───── TEXTAUSZUG ─────
Steinmeiers Schattenkabinett:Die verpasste Chance

Das "Team Steinmeier" soll das Programm der SPD an Gesichter binden, greifbar machen, für was die SPD steht - und endlich den Wahlkampf des Kanzlerkandidaten anschieben. Doch ein Impuls sieht anders aus.

Wolfgang Jaschensky

"Sie sehen einen gut gelaunten Kanzlerkandidaten". Kanzlerkandidat Frank-Walter Steinmeier ist gut gelaunt. Es sollen, schon zu Beginn, bloß keine Zweifel an ihm und seiner SPD aufkommen. Der Noch-Außenminister ist nach Potsdam gekommen, um sein Team vorzustellen, das "Team Steinmeier". Er ist gekommen, um zu signalisieren: Jetzt geht es los! Jetzt ist mit der SPD zu rechnen!
───── BEREITGESTELLTES MATERIAL ─────
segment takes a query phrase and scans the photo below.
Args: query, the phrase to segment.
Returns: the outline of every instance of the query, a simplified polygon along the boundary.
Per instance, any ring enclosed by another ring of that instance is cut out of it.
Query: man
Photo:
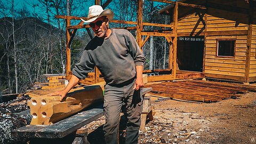
[[[61,100],[96,66],[106,82],[104,94],[103,127],[106,143],[119,143],[119,122],[121,107],[128,119],[126,143],[137,143],[140,126],[143,86],[142,70],[145,58],[132,36],[125,29],[109,28],[114,13],[101,6],[89,7],[88,20],[97,36],[86,45],[80,62],[73,69],[73,75],[67,87],[53,93]]]

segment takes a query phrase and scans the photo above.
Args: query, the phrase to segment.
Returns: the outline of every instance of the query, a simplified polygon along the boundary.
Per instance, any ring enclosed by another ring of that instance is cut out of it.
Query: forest
[[[101,4],[105,1],[101,1]],[[0,1],[0,94],[26,92],[35,82],[46,82],[44,74],[66,73],[66,21],[57,15],[87,17],[89,0],[3,0]],[[170,16],[158,11],[166,4],[145,1],[143,21],[170,23]],[[137,21],[137,1],[113,0],[106,9],[114,20]],[[71,21],[71,25],[79,21]],[[110,23],[110,28],[131,27]],[[144,30],[159,29],[147,26]],[[131,30],[135,37],[135,30]],[[90,38],[77,30],[71,46],[71,68],[77,62]],[[142,47],[145,69],[165,69],[169,65],[169,44],[165,38],[150,37]]]

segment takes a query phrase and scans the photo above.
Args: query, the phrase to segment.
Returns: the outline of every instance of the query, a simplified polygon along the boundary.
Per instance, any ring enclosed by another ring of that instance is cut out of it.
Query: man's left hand
[[[134,86],[133,87],[133,90],[135,90],[136,91],[139,90],[140,88],[142,88],[144,84],[143,83],[143,81],[142,78],[137,78],[136,81],[135,81]]]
─────
■ SCHRIFTLICHE AUFGABE
Gib die Stelle aus dem Artikel über Steinmeiers Schattenkabinett von „Wolfgang Jaschensky“ bis „der SPD zu rechnen!“ Wort für Wort wieder.

■ DIE LÖSUNG
Wolfgang Jaschensky

"Sie sehen einen gut gelaunten Kanzlerkandidaten". Kanzlerkandidat Frank-Walter Steinmeier ist gut gelaunt. Es sollen, schon zu Beginn, bloß keine Zweifel an ihm und seiner SPD aufkommen. Der Noch-Außenminister ist nach Potsdam gekommen, um sein Team vorzustellen, das "Team Steinmeier". Er ist gekommen, um zu signalisieren: Jetzt geht es los! Jetzt ist mit der SPD zu rechnen!